Exercise brief: Reproduce each of the rows below verbatim, leaving the pictures out of your answer.

Data to use:
--- begin ---

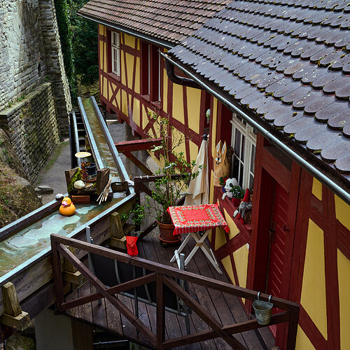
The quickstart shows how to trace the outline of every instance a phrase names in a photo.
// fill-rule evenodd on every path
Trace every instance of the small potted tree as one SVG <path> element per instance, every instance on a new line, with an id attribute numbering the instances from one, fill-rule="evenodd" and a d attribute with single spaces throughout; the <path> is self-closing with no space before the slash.
<path id="1" fill-rule="evenodd" d="M 192 174 L 195 160 L 189 163 L 183 152 L 176 152 L 178 146 L 186 141 L 186 136 L 174 130 L 169 124 L 168 118 L 155 113 L 151 113 L 150 116 L 155 134 L 148 136 L 160 137 L 162 141 L 160 145 L 151 149 L 153 152 L 159 152 L 160 169 L 155 174 L 159 178 L 154 183 L 152 195 L 146 198 L 147 206 L 155 216 L 160 241 L 166 244 L 177 243 L 181 235 L 173 234 L 174 227 L 167 209 L 169 206 L 178 205 L 180 199 L 185 195 L 190 181 L 196 177 L 199 172 Z"/>

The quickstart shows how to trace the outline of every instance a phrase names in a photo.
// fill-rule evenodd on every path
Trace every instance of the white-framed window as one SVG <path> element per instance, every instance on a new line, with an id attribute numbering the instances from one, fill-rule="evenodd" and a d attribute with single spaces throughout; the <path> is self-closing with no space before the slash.
<path id="1" fill-rule="evenodd" d="M 243 188 L 253 191 L 256 151 L 256 131 L 235 113 L 231 120 L 233 148 L 231 174 Z"/>
<path id="2" fill-rule="evenodd" d="M 120 36 L 119 33 L 111 33 L 111 48 L 112 52 L 112 72 L 120 75 Z"/>

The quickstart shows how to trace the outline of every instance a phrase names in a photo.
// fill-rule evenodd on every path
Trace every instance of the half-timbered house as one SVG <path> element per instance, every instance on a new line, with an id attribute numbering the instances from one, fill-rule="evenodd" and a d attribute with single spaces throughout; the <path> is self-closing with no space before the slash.
<path id="1" fill-rule="evenodd" d="M 346 1 L 106 2 L 79 13 L 99 23 L 102 104 L 141 137 L 149 111 L 167 115 L 192 136 L 188 160 L 206 127 L 211 158 L 231 145 L 227 175 L 251 190 L 251 223 L 221 199 L 211 160 L 210 201 L 230 229 L 210 235 L 217 258 L 233 284 L 300 305 L 296 349 L 349 349 Z M 283 349 L 284 326 L 270 328 Z"/>

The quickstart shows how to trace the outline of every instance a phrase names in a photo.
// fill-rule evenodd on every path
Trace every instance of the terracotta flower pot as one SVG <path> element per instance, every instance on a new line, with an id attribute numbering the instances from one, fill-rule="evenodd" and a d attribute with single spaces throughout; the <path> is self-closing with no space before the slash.
<path id="1" fill-rule="evenodd" d="M 164 244 L 174 244 L 181 241 L 181 234 L 173 234 L 175 226 L 172 223 L 162 223 L 157 221 L 159 227 L 159 239 Z"/>

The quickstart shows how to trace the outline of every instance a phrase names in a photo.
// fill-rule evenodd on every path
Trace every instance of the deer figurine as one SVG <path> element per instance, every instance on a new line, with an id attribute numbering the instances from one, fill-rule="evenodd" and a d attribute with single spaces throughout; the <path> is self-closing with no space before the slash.
<path id="1" fill-rule="evenodd" d="M 226 142 L 219 141 L 216 145 L 214 153 L 214 186 L 220 187 L 220 178 L 225 177 L 230 174 L 230 166 L 226 152 L 227 150 Z"/>

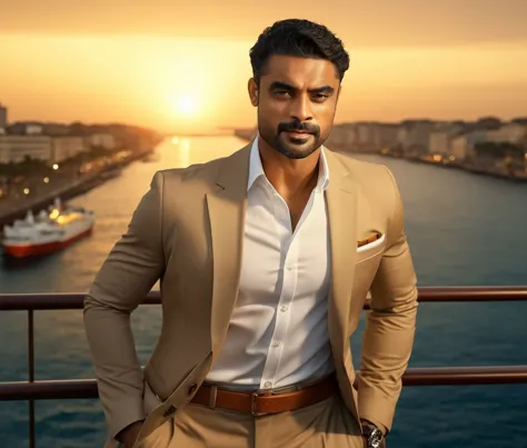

--- end ---

Response to this exercise:
The quickstart shows how to trace the outline of every instance a phrase names in a photo.
// fill-rule evenodd on every path
Trace every instance of the small potted tree as one SVG <path> element per instance, every instance on a new line, with an id attribute numbering the instances from one, fill-rule="evenodd" and a d attribute with single spaces throughout; the <path> is self-closing with no space before the slash.
<path id="1" fill-rule="evenodd" d="M 192 174 L 195 160 L 189 163 L 183 152 L 176 152 L 178 146 L 186 141 L 186 136 L 174 130 L 169 124 L 168 118 L 155 113 L 151 113 L 150 116 L 155 134 L 148 136 L 160 137 L 162 141 L 160 145 L 151 149 L 153 152 L 159 152 L 160 169 L 155 174 L 159 178 L 154 183 L 152 195 L 146 198 L 147 206 L 155 216 L 160 241 L 166 244 L 177 243 L 181 235 L 173 234 L 174 227 L 167 209 L 169 206 L 178 205 L 180 199 L 185 195 L 190 181 L 196 177 L 199 172 Z"/>

The quickstart shows how to trace the outline of every instance a phrase names in a photo.
// fill-rule evenodd on every path
Trace every instance of the white-framed window as one SVG <path> element per instance, every instance on a new line, with an id attribute numbering the instances from one, fill-rule="evenodd" and a d attribute with single spaces throughout; the <path> is self-closing with no space before the slash.
<path id="1" fill-rule="evenodd" d="M 243 188 L 253 191 L 256 151 L 256 131 L 235 113 L 231 120 L 233 148 L 231 174 Z"/>
<path id="2" fill-rule="evenodd" d="M 120 36 L 119 33 L 111 33 L 111 48 L 112 52 L 112 72 L 120 75 Z"/>

The quickstart shows how to trace the outline of every instance a phrase names in a photo.
// fill-rule evenodd on every path
Trace every instance of the half-timbered house as one SVG <path> element per instance, every instance on a new line, with an id attribute numbering the instances from one, fill-rule="evenodd" and a d attribute with single spaces throughout; the <path> is self-closing with no space before the slash.
<path id="1" fill-rule="evenodd" d="M 346 1 L 106 2 L 79 13 L 99 23 L 102 104 L 141 137 L 149 111 L 167 115 L 192 136 L 188 160 L 206 127 L 211 158 L 231 145 L 227 175 L 251 190 L 251 223 L 221 199 L 211 160 L 210 201 L 230 229 L 210 235 L 217 258 L 233 284 L 300 305 L 296 349 L 349 349 Z M 283 349 L 284 326 L 270 328 Z"/>

The quickstart shows how to trace the outline of every instance a phrase names in a photo.
// fill-rule evenodd on every path
Trace every instance of the terracotta flower pot as one SVG <path> element per instance, every instance on a new line, with an id attribute numbering the instances from one, fill-rule="evenodd" and a d attribute with single spaces throughout; the <path> is self-closing with no space before the slash.
<path id="1" fill-rule="evenodd" d="M 164 244 L 174 244 L 181 241 L 181 234 L 173 234 L 175 226 L 172 223 L 162 223 L 157 221 L 159 227 L 159 239 Z"/>

The quickstart shows how to trace the outline of every instance a phrase names in a photo.
// fill-rule evenodd on every path
Trace every instance of the deer figurine as one SVG <path> element per instance, every instance on a new line, with an id attribute numbering the instances from one, fill-rule="evenodd" and a d attribute with single spaces throughout; the <path> is self-closing with no space before the slash.
<path id="1" fill-rule="evenodd" d="M 226 142 L 219 141 L 216 145 L 214 153 L 214 186 L 220 187 L 220 178 L 225 177 L 230 174 L 230 166 L 226 152 L 227 150 Z"/>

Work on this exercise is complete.